EXERCISE TASK: Which of the lines below contain the string "blue", with matching case? Pick out each such line and copy it in full.

(Dataset rows)
+-------+

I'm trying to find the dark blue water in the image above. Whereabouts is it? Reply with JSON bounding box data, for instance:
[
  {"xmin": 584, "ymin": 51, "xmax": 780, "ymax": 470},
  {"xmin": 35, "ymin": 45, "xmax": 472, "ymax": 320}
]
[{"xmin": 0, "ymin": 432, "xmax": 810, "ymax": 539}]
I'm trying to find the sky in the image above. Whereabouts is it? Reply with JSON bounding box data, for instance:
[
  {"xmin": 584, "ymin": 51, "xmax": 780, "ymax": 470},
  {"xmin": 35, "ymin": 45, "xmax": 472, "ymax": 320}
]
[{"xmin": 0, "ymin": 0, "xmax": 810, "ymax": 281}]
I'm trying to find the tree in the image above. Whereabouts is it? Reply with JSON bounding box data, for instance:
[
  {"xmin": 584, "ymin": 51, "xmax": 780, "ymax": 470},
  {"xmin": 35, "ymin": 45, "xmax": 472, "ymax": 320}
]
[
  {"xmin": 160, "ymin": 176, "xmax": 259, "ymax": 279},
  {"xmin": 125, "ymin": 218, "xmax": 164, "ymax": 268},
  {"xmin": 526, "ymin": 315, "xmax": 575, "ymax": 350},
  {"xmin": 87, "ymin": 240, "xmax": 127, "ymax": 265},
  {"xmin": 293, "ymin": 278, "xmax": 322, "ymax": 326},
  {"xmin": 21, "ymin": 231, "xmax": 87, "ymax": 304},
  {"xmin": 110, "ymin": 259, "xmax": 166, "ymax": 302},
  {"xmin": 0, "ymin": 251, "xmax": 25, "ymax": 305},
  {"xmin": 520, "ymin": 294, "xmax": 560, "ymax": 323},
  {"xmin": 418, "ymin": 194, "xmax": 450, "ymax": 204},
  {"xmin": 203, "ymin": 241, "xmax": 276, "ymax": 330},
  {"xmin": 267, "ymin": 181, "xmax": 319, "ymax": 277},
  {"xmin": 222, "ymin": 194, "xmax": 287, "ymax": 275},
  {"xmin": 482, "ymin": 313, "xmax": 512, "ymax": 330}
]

+-------+

RESPONSE TO THIS EXERCISE:
I'm trying to find the dark blue water in the image above. Whereabouts is it? Reply with JSON bounding box data, for instance:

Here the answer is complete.